┏━━

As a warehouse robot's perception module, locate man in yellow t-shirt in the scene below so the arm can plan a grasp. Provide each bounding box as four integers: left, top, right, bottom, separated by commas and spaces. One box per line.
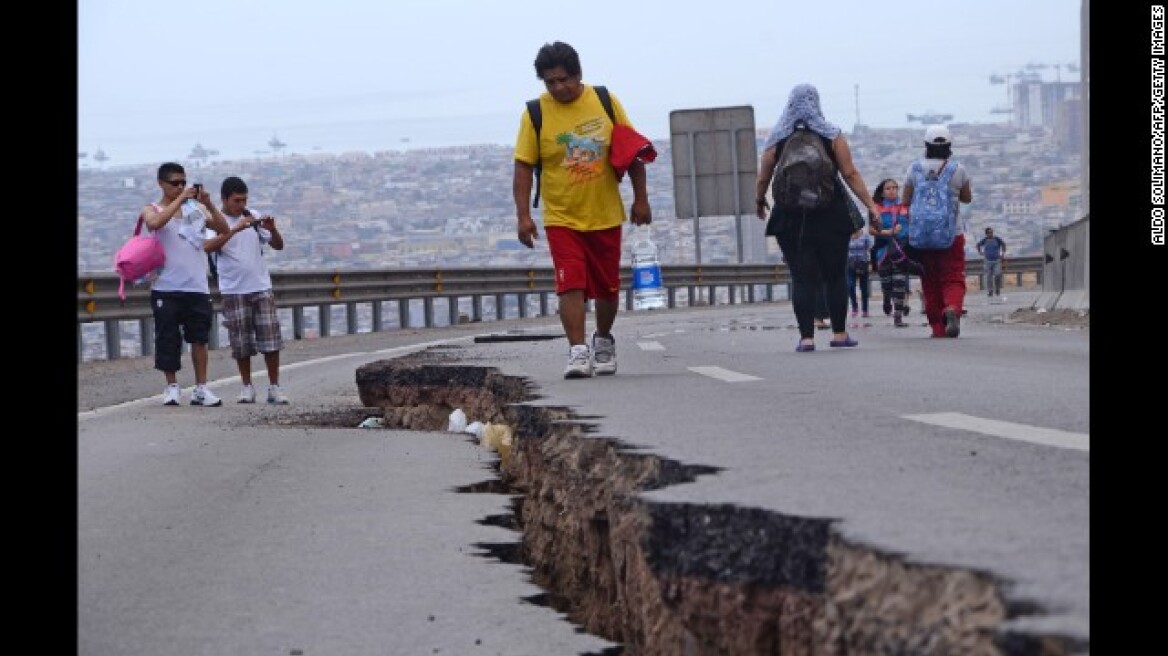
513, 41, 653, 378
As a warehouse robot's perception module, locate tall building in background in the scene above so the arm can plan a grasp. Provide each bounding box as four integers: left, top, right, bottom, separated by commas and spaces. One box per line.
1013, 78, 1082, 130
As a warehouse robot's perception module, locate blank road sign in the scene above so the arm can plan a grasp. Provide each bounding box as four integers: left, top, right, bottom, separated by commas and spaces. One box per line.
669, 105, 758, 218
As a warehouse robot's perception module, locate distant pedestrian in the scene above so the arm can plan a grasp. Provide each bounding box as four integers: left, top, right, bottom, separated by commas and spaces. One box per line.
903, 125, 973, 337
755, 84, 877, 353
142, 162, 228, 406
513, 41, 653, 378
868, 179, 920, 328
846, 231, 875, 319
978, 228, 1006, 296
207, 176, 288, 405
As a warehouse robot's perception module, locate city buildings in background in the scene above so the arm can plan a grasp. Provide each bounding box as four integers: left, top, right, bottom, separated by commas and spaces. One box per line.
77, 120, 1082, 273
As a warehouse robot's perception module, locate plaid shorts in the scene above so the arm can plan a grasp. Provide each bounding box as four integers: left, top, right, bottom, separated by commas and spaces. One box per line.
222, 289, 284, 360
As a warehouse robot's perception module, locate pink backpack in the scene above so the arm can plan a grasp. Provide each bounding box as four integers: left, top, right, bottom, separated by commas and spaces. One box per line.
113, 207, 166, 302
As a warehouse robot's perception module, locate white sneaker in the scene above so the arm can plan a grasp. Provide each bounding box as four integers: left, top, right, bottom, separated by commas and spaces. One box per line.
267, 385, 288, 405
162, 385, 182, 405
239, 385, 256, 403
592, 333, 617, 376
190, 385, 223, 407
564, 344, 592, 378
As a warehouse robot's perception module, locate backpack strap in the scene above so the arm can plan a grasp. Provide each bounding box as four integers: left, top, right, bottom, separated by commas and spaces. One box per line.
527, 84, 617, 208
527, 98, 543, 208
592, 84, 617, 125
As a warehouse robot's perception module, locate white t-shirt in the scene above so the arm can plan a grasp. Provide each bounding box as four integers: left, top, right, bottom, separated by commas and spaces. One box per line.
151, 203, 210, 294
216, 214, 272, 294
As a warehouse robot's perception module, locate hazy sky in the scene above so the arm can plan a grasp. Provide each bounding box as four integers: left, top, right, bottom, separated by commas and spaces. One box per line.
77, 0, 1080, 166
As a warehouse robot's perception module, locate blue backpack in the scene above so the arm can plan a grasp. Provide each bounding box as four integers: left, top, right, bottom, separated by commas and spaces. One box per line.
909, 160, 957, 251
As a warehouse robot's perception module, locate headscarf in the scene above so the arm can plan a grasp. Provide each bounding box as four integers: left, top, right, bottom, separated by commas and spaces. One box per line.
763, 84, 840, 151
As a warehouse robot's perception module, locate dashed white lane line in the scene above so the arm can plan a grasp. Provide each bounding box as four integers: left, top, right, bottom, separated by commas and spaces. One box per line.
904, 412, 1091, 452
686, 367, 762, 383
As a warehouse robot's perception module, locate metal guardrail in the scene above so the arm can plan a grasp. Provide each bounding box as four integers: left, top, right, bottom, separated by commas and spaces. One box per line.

┗━━

Skalakan baris mulai dari baris yang memuat "As a warehouse robot's perception module, locate blank" dan berakhir pada baris yang memuat "113, 207, 166, 302". Tulis ulang semua baris itu tanpa terkecuali, dengan setiap koordinat dalam jawaban dikalikan 1,95 dan dibulatkan ke bilangan bulat terdekat (nilai tepat setengah dibulatkan ke atas).

◆ HASIL LATIHAN ◆
As a warehouse robot's perception module, locate blank road sign in the scene above so the arm can plan a grasp. Provide each bounding box as four integers: left, top, right, bottom, separated by commas and spaces. One box per line.
1305, 205, 1478, 425
As a warehouse robot's perception module, locate distant pedestrian in the scene above so the arm can plan a grasp. Provide each bounding box as four integers: left, top, right, bottom, separated by commas and spaces. One box per line.
1761, 244, 1897, 657
1472, 164, 1710, 688
277, 316, 445, 792
1000, 80, 1273, 737
1693, 349, 1794, 640
1650, 450, 1706, 622
1907, 445, 1962, 577
404, 343, 562, 790
As a warehouse robot's perception module, locate city buildings in background in the scene above so the arm can plan a grasp. Provide each bounding box as four integers: left, top, right, bottom, separated by commas and spaces. One box per line.
150, 234, 2110, 532
As a warehouse robot's perception module, locate plaid shorts in the scene above so the arm can plan a grasp. Provide each bounding box as four integers: left, top, right, bottom, separated by commas and spaces. One box per line.
433, 564, 554, 702
As a warehouse robot's perception module, locate pink backpack in the scene above so the arm can plan a grasp. Provide each bounding box as four integers: left, top, right, bottom, separated by commas and spaces. One box per line.
220, 404, 324, 589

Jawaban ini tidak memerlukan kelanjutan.